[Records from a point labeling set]
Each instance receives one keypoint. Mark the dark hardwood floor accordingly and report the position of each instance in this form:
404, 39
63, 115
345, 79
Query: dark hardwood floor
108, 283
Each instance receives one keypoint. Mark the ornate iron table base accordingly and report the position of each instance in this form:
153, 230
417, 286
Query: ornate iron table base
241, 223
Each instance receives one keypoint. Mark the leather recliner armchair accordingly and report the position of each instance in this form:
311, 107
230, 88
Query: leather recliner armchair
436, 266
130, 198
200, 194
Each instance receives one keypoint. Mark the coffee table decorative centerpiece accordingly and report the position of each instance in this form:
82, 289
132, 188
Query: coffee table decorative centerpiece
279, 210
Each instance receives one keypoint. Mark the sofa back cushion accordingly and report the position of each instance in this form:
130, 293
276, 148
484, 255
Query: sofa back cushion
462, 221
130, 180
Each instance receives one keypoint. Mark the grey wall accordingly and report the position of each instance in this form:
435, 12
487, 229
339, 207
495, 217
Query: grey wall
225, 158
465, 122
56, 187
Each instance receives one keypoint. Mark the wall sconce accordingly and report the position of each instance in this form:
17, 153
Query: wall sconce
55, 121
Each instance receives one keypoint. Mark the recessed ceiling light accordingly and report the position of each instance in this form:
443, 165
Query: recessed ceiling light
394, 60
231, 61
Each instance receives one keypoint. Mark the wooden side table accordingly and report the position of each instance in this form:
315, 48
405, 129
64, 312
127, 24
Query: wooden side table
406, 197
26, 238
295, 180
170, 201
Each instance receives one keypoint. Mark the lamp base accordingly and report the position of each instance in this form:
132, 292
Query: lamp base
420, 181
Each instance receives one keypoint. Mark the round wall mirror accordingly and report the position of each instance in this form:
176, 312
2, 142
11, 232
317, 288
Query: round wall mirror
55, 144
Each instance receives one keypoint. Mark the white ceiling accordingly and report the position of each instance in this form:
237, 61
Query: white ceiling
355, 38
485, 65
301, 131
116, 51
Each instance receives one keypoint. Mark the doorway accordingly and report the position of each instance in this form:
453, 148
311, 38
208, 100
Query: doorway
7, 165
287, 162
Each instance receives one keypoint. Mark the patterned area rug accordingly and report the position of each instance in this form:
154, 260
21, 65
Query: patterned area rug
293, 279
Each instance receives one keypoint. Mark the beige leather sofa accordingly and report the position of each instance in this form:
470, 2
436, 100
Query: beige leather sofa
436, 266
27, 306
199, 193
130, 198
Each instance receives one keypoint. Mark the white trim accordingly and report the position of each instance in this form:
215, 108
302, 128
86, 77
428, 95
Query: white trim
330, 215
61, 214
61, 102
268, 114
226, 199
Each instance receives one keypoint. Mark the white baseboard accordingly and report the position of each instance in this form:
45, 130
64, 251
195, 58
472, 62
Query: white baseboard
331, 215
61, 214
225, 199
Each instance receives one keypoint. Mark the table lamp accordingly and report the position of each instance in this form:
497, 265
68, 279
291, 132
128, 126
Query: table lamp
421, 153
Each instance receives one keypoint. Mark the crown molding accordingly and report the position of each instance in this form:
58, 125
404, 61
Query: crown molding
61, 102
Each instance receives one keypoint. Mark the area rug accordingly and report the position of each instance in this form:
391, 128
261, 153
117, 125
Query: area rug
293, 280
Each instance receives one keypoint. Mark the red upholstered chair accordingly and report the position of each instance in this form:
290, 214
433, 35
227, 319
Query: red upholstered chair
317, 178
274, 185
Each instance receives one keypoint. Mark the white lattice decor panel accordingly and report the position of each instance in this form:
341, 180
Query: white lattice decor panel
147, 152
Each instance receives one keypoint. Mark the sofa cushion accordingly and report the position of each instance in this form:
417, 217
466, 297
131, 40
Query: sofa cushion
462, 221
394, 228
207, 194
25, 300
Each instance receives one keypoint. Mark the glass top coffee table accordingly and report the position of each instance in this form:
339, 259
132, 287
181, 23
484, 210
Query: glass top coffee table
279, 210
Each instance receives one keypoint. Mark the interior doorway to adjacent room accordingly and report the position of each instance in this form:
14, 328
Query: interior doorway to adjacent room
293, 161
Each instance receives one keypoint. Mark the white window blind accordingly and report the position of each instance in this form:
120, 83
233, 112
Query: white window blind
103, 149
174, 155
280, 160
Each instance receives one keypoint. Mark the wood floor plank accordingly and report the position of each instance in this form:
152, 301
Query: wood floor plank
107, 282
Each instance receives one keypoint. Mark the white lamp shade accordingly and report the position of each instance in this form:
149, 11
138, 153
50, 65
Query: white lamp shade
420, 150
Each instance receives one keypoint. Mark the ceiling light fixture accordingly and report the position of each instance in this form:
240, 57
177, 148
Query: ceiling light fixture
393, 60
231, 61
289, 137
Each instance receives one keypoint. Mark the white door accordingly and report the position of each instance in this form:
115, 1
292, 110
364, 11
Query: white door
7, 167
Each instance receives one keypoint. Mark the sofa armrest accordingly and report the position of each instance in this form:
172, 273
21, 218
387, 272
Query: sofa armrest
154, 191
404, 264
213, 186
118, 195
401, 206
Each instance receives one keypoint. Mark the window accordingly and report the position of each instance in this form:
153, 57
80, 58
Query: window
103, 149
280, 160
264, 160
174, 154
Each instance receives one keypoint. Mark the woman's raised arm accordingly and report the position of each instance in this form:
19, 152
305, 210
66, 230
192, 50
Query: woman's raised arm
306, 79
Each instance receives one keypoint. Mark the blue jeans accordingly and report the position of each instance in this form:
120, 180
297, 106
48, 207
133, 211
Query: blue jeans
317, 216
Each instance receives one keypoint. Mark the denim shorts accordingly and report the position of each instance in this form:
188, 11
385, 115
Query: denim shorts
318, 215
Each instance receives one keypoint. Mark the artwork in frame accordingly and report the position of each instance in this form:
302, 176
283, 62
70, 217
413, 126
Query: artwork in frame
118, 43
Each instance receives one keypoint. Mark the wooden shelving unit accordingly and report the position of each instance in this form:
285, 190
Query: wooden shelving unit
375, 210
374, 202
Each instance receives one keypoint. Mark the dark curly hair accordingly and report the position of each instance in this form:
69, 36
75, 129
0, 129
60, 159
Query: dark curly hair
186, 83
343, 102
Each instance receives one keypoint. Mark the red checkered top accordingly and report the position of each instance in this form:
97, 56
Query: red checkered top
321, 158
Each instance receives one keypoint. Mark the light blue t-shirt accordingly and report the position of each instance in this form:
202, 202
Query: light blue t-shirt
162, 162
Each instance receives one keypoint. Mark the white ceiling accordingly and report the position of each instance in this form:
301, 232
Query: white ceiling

• TASK DESCRIPTION:
The line containing "Each instance receives one keypoint. Mark the white door" marks the start; retype it and each line after it through the end of the records above, exactly.

• ANSWER TO THIS TASK:
Each instance receives one keypoint. Mark the white door accordingly and report the position of each instance in this form:
115, 1
292, 110
364, 11
Query: white door
7, 167
Each instance receives one keypoint. Mark the sofa armrest accordingly and report the position of each instance in this form:
172, 273
21, 218
387, 272
Query: sofa armrest
154, 191
404, 264
213, 186
118, 195
401, 206
Each instance receives one keypoint. Mark the window accordingly and report the position of each instance in this form:
153, 57
80, 58
Query: window
103, 149
280, 160
264, 160
174, 154
Each instance receives one keypoint. Mark the woman's raised arm accordingly and report the position of each instance in this form:
19, 152
305, 210
66, 230
192, 50
Query: woman's raised arm
306, 79
Each instance receives one keypoint. Mark the blue jeans accordingly and report the position of each instance in this form:
120, 180
297, 106
48, 207
133, 211
Query: blue jeans
317, 216
Each instance receives one keypoint. Mark the denim shorts accordingly and report the position of each instance in this form:
188, 11
385, 115
Query: denim shorts
318, 215
Each instance receives one keypoint. Mark the artwork in frame accordingly and report the position of each instance in this form:
302, 176
283, 62
70, 217
413, 126
Query: artwork in frame
118, 43
Each instance receives one keypoint. Mark the wooden shelving unit accordingly and report the position of each instance in this form:
285, 190
Query: wooden shelving unit
375, 210
374, 202
Each instance receives one keypoint. Mark the dark curly hair accordingly and report the position of each instance in this form:
69, 36
75, 129
0, 129
60, 159
Query: dark curly hair
186, 83
343, 102
Each instance receives one keypoint. Mark the red checkered top accordingly and report the position of each instance in this form:
97, 56
Query: red checkered top
321, 158
Each instance receives one keypoint. Mark the light blue t-shirt accordingly and report the position of each instance in this form:
202, 202
Query: light blue t-shirt
162, 162
Each instance receives one keypoint. Mark the white ceiling accordingly and report the position of each instance in this form:
301, 232
Query: white ceiling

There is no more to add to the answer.